*Document section:*
********
Fearing exposure after his tutor Vicki Winters had found in his room the missing brake valve from Roger’s car, David has fled Collinwood to plant the evidence in the hotel room of the man who everyone except the governess suspects as having tampered with Roger’s brake system. Unable to gain access while the man is away, David is left with no choice but to meet with him face to face.

 

To David Collins thus far, Burke Devlin has represented only an image, a name his mother and father used to quarrel over so long ago, a symbol for what his father both hates and fears. But what David could not have foreseen was that in no time the image would become a man who would in turn become a trusted friend.

 

Unbeknown to David, Burke had seen the boy hiding the object under the sofa cushions. At the end of David’s visit, while calling downstairs to have his car brought around to the front of the hotel so that Burke could drive him back to Collinwood, David changes his mind about trying to pin the blame on Mr. Devlin, but is unable to retrieve the valve from where he hid it because Burke has already found it.
********
*Dataset:*
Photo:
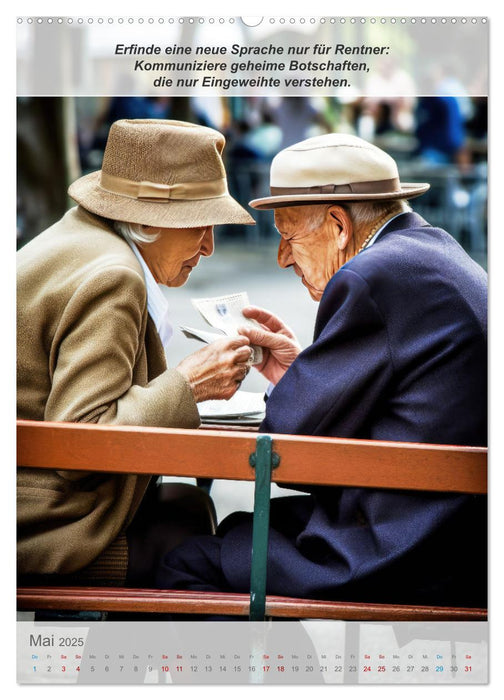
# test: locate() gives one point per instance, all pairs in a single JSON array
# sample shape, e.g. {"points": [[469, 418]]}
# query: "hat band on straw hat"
{"points": [[371, 187], [145, 190]]}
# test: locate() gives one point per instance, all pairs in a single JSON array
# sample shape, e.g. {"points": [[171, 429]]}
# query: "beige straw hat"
{"points": [[334, 167], [159, 172]]}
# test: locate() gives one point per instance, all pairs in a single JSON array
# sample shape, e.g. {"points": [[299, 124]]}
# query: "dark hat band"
{"points": [[372, 187]]}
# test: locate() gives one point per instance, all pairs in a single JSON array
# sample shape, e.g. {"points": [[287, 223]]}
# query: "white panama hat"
{"points": [[334, 167]]}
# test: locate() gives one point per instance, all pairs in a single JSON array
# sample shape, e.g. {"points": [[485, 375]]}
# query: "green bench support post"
{"points": [[264, 461]]}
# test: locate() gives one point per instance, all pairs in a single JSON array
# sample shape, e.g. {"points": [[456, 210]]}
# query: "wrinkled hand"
{"points": [[217, 370], [279, 344]]}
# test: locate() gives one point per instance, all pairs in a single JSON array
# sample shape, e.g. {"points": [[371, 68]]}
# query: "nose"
{"points": [[284, 257], [207, 244]]}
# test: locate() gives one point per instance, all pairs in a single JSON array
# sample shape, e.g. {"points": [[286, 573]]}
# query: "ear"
{"points": [[340, 218]]}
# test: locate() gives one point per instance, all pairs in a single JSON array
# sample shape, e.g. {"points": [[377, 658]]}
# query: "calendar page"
{"points": [[334, 168]]}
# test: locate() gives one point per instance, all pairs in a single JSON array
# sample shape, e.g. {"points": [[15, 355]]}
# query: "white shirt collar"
{"points": [[157, 304], [381, 229]]}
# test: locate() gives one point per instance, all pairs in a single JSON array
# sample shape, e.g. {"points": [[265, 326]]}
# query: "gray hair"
{"points": [[134, 233], [363, 214]]}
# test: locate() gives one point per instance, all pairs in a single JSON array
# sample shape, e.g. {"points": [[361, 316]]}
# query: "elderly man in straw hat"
{"points": [[399, 353], [92, 325]]}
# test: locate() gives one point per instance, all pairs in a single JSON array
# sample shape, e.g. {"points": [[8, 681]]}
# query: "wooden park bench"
{"points": [[225, 454]]}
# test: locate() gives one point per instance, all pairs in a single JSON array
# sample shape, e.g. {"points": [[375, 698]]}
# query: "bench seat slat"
{"points": [[205, 454], [145, 600]]}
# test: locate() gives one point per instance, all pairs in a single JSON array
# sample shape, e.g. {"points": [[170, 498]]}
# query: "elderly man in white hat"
{"points": [[92, 329], [399, 353]]}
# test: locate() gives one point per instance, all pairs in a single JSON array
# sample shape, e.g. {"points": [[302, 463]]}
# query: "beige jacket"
{"points": [[87, 351]]}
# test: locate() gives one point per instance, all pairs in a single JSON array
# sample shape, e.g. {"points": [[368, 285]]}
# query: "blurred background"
{"points": [[438, 139]]}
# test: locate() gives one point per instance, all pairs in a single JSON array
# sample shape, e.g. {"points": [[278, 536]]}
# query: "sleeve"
{"points": [[333, 386], [97, 344]]}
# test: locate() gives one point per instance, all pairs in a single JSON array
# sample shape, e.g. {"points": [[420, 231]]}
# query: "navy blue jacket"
{"points": [[399, 353]]}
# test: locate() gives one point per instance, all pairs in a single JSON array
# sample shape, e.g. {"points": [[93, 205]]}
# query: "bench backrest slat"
{"points": [[303, 460]]}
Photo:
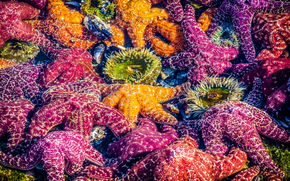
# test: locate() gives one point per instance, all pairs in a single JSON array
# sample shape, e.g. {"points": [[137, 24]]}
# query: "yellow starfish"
{"points": [[146, 99], [134, 16]]}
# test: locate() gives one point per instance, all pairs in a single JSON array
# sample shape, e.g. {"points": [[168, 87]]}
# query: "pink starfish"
{"points": [[140, 141], [12, 26], [183, 161], [242, 123], [77, 109], [202, 58], [273, 72], [58, 151], [21, 76], [68, 65], [13, 119]]}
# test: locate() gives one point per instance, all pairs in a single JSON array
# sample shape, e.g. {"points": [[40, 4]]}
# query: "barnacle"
{"points": [[280, 154], [9, 174], [133, 66], [103, 9], [18, 51], [212, 91]]}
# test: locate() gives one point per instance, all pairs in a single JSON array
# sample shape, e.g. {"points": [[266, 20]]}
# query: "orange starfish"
{"points": [[7, 63], [134, 16], [64, 25], [146, 99]]}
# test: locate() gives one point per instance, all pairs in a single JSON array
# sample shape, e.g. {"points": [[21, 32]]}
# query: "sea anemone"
{"points": [[104, 9], [18, 51], [133, 66], [212, 91]]}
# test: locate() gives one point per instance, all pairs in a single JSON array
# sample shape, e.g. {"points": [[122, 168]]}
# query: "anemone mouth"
{"points": [[18, 51], [212, 91], [133, 66]]}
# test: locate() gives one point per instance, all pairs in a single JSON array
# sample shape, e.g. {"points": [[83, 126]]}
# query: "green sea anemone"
{"points": [[7, 174], [212, 91], [104, 9], [280, 154], [133, 66], [18, 51]]}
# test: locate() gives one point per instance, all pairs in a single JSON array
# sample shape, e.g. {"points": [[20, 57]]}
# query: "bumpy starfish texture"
{"points": [[242, 123], [273, 31], [68, 65], [64, 25], [132, 99], [202, 58], [78, 109], [183, 161], [12, 25], [13, 119], [140, 141], [21, 76], [273, 72], [59, 151], [241, 12]]}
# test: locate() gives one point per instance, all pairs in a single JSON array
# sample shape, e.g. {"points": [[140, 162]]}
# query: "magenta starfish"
{"points": [[140, 141], [12, 26], [68, 65], [273, 72], [241, 13], [21, 76], [183, 161], [202, 58], [13, 119], [58, 151], [242, 123], [77, 110]]}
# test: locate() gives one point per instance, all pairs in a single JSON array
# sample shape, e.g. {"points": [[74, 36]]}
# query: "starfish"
{"points": [[21, 76], [68, 65], [241, 13], [242, 123], [273, 72], [12, 25], [76, 106], [13, 119], [272, 30], [183, 161], [132, 99], [142, 140], [64, 25], [202, 58], [58, 151]]}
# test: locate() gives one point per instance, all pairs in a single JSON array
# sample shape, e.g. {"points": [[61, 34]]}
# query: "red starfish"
{"points": [[21, 76], [68, 65], [12, 26], [273, 72], [13, 119]]}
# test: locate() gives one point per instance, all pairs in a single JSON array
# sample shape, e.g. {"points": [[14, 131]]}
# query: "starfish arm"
{"points": [[153, 110], [242, 23], [163, 94], [212, 134], [183, 60], [230, 164], [111, 117], [247, 174]]}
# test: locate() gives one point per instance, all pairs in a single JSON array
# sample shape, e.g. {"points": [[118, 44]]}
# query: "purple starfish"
{"points": [[58, 151], [140, 141], [21, 76], [78, 110], [242, 123], [12, 26], [13, 119], [241, 13], [202, 58]]}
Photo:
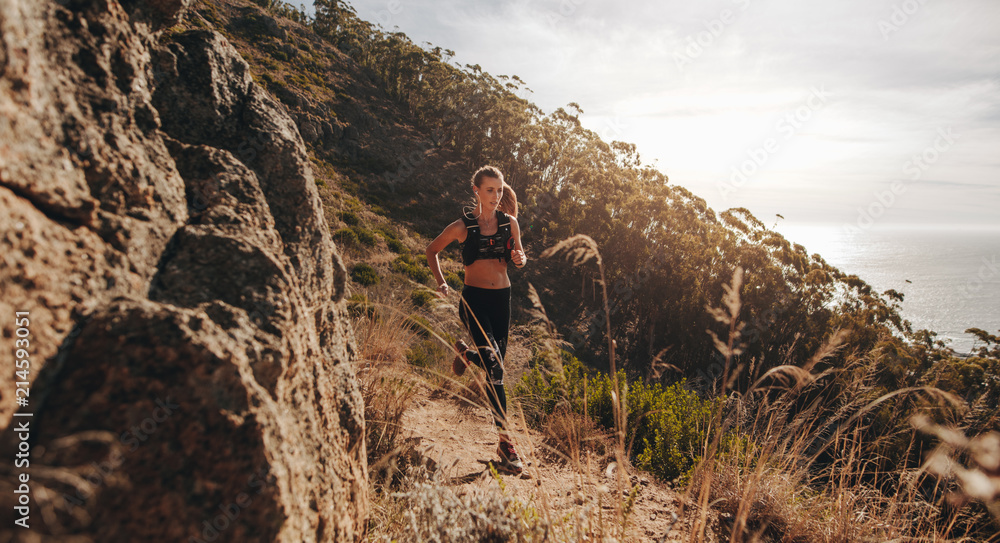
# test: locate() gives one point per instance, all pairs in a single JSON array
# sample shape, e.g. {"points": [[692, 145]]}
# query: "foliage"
{"points": [[665, 427], [413, 266], [365, 236], [421, 297], [345, 237], [365, 275]]}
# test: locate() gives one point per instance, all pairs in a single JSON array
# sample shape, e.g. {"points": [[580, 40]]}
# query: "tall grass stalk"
{"points": [[581, 248]]}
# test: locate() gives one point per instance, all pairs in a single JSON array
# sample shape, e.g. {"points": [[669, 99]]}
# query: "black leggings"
{"points": [[491, 311]]}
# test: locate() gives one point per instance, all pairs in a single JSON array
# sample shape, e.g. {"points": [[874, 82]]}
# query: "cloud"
{"points": [[898, 71]]}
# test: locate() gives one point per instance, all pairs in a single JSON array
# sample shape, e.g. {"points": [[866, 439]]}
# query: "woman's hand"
{"points": [[442, 291], [518, 257]]}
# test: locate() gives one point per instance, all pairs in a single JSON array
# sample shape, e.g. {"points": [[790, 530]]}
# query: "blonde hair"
{"points": [[508, 200]]}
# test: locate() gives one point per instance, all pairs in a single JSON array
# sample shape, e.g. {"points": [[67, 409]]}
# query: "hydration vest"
{"points": [[479, 247]]}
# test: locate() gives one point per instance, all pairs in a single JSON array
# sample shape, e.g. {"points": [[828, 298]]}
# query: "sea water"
{"points": [[950, 278]]}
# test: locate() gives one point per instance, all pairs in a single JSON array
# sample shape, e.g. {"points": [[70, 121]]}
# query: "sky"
{"points": [[853, 114]]}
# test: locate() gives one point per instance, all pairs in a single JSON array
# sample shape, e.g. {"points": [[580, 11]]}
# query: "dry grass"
{"points": [[787, 462], [784, 461]]}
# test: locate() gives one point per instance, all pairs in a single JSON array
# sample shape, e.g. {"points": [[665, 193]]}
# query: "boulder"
{"points": [[191, 357]]}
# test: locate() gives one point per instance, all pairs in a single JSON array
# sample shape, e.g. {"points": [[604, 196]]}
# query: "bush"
{"points": [[359, 306], [349, 218], [421, 297], [365, 275], [412, 267], [396, 246], [346, 237], [365, 235], [665, 426]]}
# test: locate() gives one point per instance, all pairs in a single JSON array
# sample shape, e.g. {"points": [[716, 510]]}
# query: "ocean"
{"points": [[950, 278]]}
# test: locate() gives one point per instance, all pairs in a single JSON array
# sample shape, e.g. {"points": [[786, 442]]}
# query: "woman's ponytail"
{"points": [[508, 202]]}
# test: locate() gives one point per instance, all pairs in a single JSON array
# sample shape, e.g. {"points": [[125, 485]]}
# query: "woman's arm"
{"points": [[517, 255], [451, 233]]}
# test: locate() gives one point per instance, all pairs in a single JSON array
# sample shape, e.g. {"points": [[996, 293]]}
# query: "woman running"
{"points": [[490, 238]]}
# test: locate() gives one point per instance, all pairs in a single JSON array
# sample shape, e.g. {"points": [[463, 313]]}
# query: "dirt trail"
{"points": [[454, 434]]}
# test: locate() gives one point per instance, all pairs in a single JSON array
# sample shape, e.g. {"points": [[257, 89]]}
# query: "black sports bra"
{"points": [[480, 247]]}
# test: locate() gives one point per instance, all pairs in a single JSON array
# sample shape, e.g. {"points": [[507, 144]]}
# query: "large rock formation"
{"points": [[190, 372]]}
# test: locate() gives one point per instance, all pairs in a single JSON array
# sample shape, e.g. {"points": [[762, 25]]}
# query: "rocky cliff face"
{"points": [[190, 355]]}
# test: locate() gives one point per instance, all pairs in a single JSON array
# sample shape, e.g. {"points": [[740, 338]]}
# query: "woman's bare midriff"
{"points": [[490, 273]]}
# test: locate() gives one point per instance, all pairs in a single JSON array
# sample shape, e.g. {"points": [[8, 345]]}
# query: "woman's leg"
{"points": [[479, 313]]}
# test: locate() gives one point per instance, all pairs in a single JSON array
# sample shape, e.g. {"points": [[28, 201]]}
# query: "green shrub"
{"points": [[413, 267], [665, 426], [358, 305], [365, 275], [421, 297], [349, 218], [396, 246], [346, 237], [365, 235]]}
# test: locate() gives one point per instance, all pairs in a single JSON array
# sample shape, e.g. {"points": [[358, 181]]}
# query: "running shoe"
{"points": [[460, 362], [508, 457]]}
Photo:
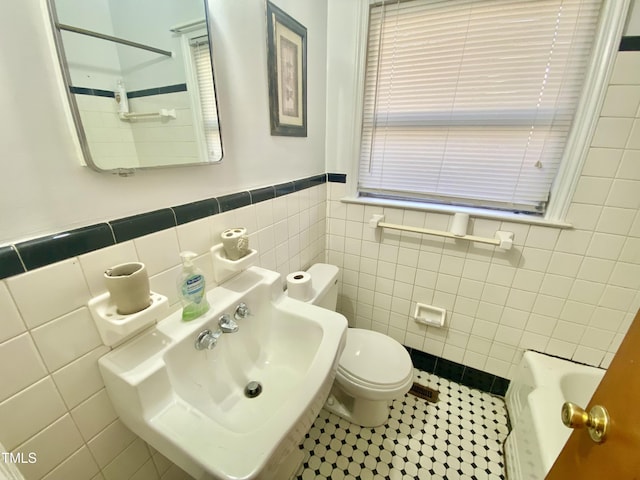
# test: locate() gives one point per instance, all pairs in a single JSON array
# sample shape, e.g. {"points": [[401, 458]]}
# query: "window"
{"points": [[471, 102], [201, 57]]}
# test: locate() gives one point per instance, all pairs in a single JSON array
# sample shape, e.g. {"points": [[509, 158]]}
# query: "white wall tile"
{"points": [[586, 292], [596, 269], [626, 70], [604, 245], [79, 465], [606, 318], [10, 322], [542, 237], [66, 338], [621, 101], [25, 413], [109, 443], [95, 263], [556, 285], [20, 365], [630, 165], [612, 132], [128, 462], [81, 378], [624, 193], [49, 448], [159, 251], [573, 241], [48, 292], [590, 356], [94, 414], [583, 216], [634, 136], [626, 275], [146, 472]]}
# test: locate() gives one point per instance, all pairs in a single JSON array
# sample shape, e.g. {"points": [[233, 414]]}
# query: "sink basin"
{"points": [[196, 406]]}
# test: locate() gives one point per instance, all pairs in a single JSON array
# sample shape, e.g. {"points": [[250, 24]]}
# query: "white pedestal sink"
{"points": [[191, 404]]}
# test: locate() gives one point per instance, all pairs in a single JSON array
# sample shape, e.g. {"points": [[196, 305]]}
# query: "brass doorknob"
{"points": [[597, 420]]}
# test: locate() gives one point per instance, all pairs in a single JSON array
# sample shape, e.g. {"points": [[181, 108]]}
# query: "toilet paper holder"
{"points": [[223, 268], [501, 239]]}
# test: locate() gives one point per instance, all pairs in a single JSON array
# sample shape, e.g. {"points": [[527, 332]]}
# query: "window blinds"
{"points": [[471, 101], [204, 75]]}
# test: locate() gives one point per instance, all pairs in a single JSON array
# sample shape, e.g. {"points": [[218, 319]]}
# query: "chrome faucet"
{"points": [[207, 340], [242, 311], [227, 324]]}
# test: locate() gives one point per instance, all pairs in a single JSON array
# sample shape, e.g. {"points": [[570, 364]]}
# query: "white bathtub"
{"points": [[534, 399]]}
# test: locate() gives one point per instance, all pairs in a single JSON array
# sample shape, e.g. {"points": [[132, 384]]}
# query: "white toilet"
{"points": [[374, 369]]}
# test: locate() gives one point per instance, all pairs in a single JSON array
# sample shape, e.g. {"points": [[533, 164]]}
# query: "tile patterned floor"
{"points": [[459, 437]]}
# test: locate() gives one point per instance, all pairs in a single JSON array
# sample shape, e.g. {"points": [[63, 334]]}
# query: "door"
{"points": [[618, 457]]}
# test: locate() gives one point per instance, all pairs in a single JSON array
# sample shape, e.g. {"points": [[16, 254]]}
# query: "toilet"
{"points": [[374, 369]]}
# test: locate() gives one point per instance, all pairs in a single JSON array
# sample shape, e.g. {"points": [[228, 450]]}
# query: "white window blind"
{"points": [[202, 62], [471, 101]]}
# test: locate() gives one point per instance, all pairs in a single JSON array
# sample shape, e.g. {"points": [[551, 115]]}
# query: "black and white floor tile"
{"points": [[459, 437]]}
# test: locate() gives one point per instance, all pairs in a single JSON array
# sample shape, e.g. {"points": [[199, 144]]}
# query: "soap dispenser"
{"points": [[191, 288]]}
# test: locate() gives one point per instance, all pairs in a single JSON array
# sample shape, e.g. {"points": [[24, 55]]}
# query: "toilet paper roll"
{"points": [[235, 242], [459, 224], [299, 286], [128, 285]]}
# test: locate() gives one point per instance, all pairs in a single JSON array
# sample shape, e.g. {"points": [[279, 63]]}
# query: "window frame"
{"points": [[187, 34], [610, 28]]}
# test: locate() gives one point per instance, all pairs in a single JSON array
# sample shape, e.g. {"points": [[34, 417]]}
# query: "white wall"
{"points": [[46, 190]]}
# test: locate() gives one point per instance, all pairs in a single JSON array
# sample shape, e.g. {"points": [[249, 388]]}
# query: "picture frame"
{"points": [[287, 73]]}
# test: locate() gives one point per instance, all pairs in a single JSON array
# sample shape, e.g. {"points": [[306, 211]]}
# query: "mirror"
{"points": [[139, 79]]}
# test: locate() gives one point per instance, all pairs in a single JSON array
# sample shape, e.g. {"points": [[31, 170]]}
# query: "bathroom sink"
{"points": [[240, 409]]}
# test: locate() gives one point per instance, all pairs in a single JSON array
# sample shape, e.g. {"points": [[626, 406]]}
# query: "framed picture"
{"points": [[287, 72]]}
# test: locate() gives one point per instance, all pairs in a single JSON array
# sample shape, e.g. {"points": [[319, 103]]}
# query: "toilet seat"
{"points": [[374, 361]]}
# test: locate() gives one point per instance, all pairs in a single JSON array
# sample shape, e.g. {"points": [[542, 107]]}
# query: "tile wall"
{"points": [[114, 142], [110, 139], [52, 398], [166, 141], [571, 292]]}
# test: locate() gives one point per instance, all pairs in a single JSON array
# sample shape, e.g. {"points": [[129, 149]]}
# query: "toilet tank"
{"points": [[324, 281]]}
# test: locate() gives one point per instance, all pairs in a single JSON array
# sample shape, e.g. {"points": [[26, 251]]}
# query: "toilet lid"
{"points": [[373, 358]]}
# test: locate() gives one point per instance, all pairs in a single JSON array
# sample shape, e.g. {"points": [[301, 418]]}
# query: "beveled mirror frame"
{"points": [[76, 114]]}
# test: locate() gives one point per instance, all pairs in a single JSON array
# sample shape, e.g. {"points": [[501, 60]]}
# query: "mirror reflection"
{"points": [[140, 81]]}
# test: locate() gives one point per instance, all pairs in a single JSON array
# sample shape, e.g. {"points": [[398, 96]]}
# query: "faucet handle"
{"points": [[242, 311], [227, 324], [207, 339]]}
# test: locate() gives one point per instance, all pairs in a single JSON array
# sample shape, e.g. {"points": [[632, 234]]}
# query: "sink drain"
{"points": [[253, 389]]}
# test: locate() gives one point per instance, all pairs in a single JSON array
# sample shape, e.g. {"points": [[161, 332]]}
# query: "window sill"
{"points": [[451, 209]]}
********
*Problem description:*
Reproduce the passage from the summary about David and Burke Devlin word for word, starting at the words "To David Collins" and ending after "a trusted friend.".

*Exercise response:*
To David Collins thus far, Burke Devlin has represented only an image, a name his mother and father used to quarrel over so long ago, a symbol for what his father both hates and fears. But what David could not have foreseen was that in no time the image would become a man who would in turn become a trusted friend.